**EXERCISE PROMPT**
Report every line of the data that includes "looks".

Point-per-instance localization data

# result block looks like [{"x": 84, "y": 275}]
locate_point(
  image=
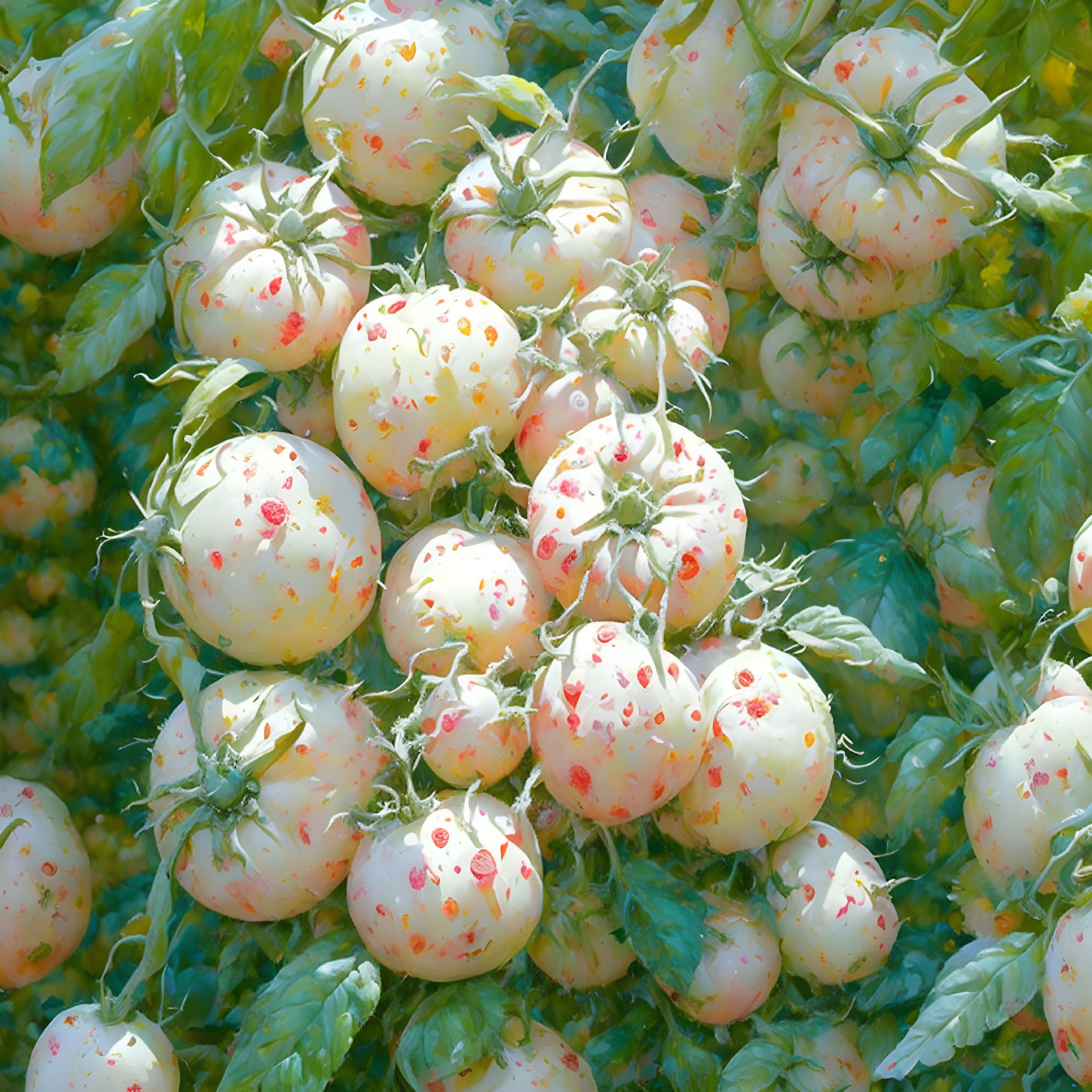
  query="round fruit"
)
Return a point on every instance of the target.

* * *

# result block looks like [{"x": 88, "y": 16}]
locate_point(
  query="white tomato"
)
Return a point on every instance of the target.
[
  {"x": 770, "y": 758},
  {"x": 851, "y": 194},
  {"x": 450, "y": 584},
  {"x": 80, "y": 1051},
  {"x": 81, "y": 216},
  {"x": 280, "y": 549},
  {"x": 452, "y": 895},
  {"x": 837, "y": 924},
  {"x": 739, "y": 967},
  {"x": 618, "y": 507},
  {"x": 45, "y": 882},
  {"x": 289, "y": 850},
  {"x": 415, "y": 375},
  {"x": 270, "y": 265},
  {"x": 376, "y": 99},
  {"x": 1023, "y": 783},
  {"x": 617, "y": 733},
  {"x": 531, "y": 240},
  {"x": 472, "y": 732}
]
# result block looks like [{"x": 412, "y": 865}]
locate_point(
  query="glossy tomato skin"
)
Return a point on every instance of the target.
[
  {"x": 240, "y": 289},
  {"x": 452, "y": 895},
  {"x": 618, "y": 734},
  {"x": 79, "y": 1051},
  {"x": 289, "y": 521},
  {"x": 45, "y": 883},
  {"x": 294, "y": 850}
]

**THE COMPLETED TASK**
# result block looks like [{"x": 84, "y": 275}]
# result block looks like [{"x": 88, "y": 16}]
# result block looks like [{"x": 412, "y": 865}]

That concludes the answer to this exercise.